• [About this task] Please write out every line of the listing without alteration, but omit the images.
********
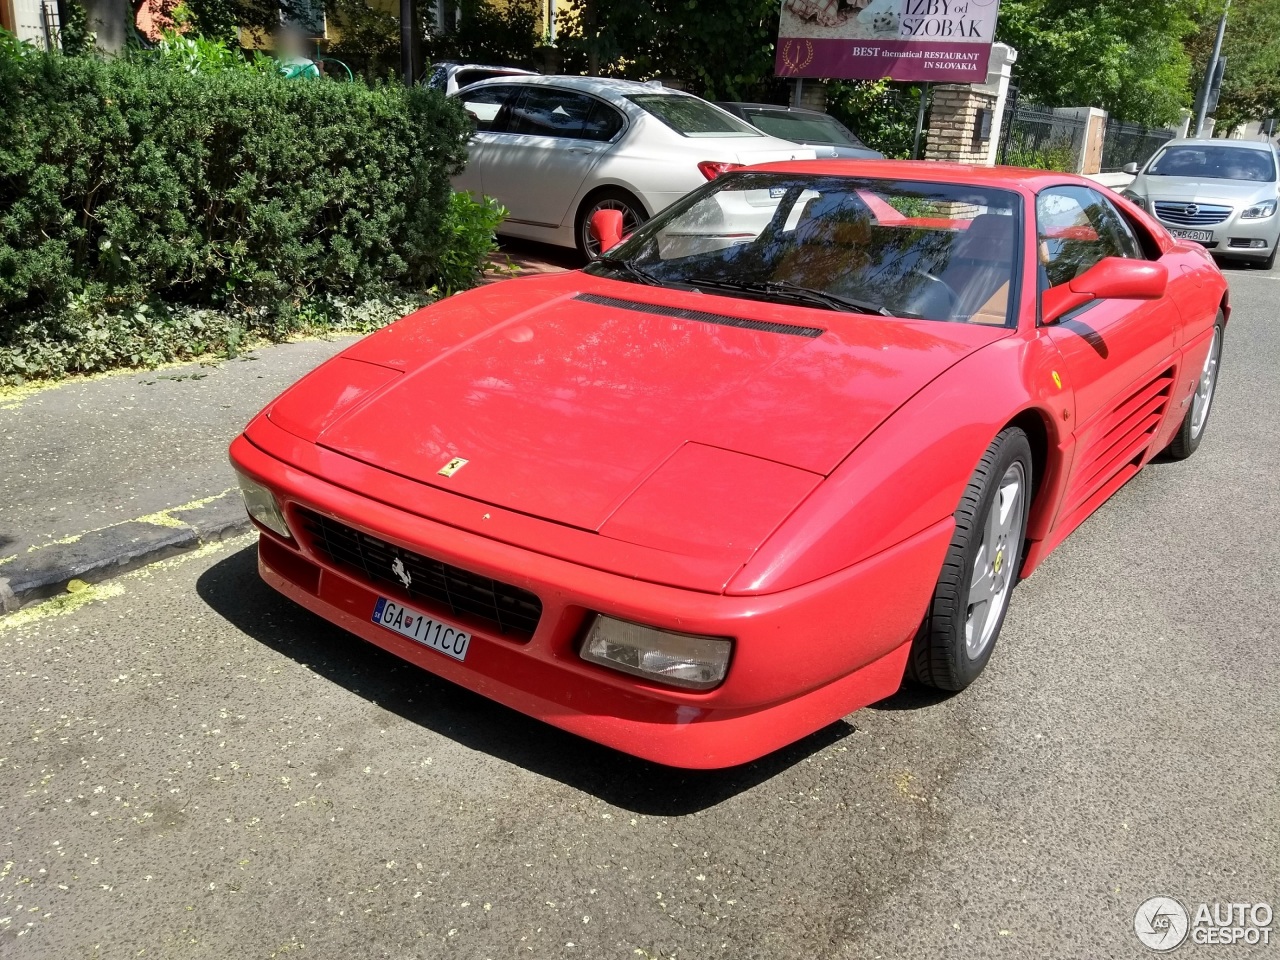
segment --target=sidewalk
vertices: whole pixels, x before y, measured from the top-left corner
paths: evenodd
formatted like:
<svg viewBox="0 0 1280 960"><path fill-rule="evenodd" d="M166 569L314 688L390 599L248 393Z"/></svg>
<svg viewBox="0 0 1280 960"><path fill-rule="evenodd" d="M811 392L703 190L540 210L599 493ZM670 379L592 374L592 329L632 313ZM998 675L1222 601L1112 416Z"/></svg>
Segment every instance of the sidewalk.
<svg viewBox="0 0 1280 960"><path fill-rule="evenodd" d="M504 241L486 282L581 266ZM0 613L249 529L227 447L273 397L354 342L0 395Z"/></svg>
<svg viewBox="0 0 1280 960"><path fill-rule="evenodd" d="M0 611L248 529L228 444L354 339L0 398Z"/></svg>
********
• [Result below]
segment --target=sidewalk
vertices: whole pixels, x before y, measured from the top-left corner
paths: evenodd
formatted like:
<svg viewBox="0 0 1280 960"><path fill-rule="evenodd" d="M166 569L314 688L390 599L248 393Z"/></svg>
<svg viewBox="0 0 1280 960"><path fill-rule="evenodd" d="M811 392L703 190L540 210L599 493ZM670 379L592 374L592 329L632 313ZM998 675L1222 601L1112 416Z"/></svg>
Segment every instance of the sidewalk.
<svg viewBox="0 0 1280 960"><path fill-rule="evenodd" d="M504 241L486 282L581 266ZM0 613L249 529L227 447L273 397L354 342L0 395Z"/></svg>
<svg viewBox="0 0 1280 960"><path fill-rule="evenodd" d="M0 611L248 529L228 444L354 339L0 398Z"/></svg>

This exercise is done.